» **Instructions for the task**: Pick out every line in the items below that contains the string "formatted", and copy each one.

» **Supplied data**:

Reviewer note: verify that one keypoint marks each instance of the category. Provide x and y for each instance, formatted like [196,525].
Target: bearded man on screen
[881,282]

* * *

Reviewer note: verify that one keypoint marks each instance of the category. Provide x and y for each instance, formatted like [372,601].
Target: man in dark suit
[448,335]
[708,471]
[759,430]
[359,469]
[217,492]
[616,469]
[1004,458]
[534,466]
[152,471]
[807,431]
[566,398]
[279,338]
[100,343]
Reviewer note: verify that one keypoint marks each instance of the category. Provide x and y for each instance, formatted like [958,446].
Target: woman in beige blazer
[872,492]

...

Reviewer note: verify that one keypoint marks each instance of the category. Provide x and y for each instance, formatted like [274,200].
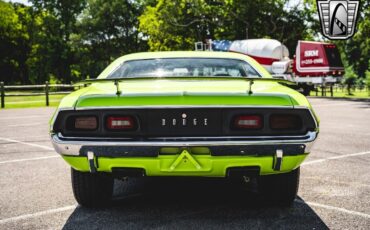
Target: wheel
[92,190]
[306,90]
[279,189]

» **Complete answer**:
Reviewer note: verify that one keypoint marks each instance of the category. Provide x and y for each instance, formatted like [196,525].
Reviewer note: verify that one keypoint marks each instance of the category. Provide x and y for each instance, formatted like [372,601].
Reviewer note: verify that one keypoint marks each instance of the category. Provide x and y for each instance, formatted like [958,446].
Reviewer note: verify that one keypoint marks each instance of the category. Provide x and y for each instance, formatted like [274,200].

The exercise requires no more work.